TASK TO CARRY OUT
Answer these questions about the passage on friendship and healing.
(a) What does the passage say we have the power to heal, even if we cannot heal bodies?
(b) In Dorotheus of Gaza's image of the circle, what does the center stand for?
(c) How many friends brought the man to a place of healing?

SELECTED PASSAGE
This is such an empowering word to us because what Jesus is telling us is that it doesn’t take miraculous powers or medical degrees to heal people of the burdens of guilt and self-blame. We may not be able to take away a person’s cancer or “fix” someone’s depression but through our friendship and our simple willingness to stand with them through their struggles, not judging them or blaming them but believing in their worth, we can lift them up. We may not be able to heal bodies, but we have the power to heal hearts, a miraculous power indeed, and all it takes is a moment to be someone’s friend. And if it is you who are the one who struggles, if it is you who feels weighed down by your illness, paralyzed by your physical weaknesses, unable to find the energy and willpower to stand, look up and see the faces of those here who pray with you, who believe in you and will not judge you or condemn you. Look and see the faces of those who in our prayers and through our friendship will have faith on your behalf, that you may be lifted up.
In the first half of the sixth century, the monk Dorotheus of Gaza, painted a wonderful image of the power of friendship that I have used before but bears repeating. He said, “[‘Paul said,] ‘Let everyone, in the way that they can, work for the good of all…. For the closer someone is to their neighbor, the closer they are to God.’ To help you understand what this means,” Dorotheus continued, “imagine a circle drawn on the ground [with a mark in the center…..] Imagine that the circle is the world; the center is God; and the radial lines, like spokes, are people’s different ways of life. When … people want to come closer to God and so come towards the center of the circle, as they get nearer to the middle, they get closer to one another at the same time as they approach God. The closer they get to God, the closer they get to one another; and the closer they get to one another, the closer they get to God.”
One day long long ago, Jesus looked upon the faith of four friends who saw not sin or a tragic character flaw but only a man in need, and who through their friendship brought him to a place of healing. Jesus, who had spent long weary days trying to teach people about a new world called the Kingdom of heaven that is manifesting itself right now, right here among us, looked at the faith of those four friends and said, “That’s what I’m talking about. Son, your sins are forgiven. Stand up, take your mat, and go home.”

SUPPLIED DATA
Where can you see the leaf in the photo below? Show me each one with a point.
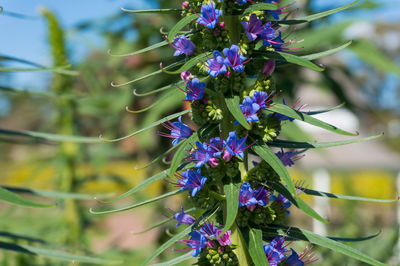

SOLUTION TO THE PROBLEM
(a) We have the power to heal hearts.
(b) The center stands for God.
(c) Four friends brought him.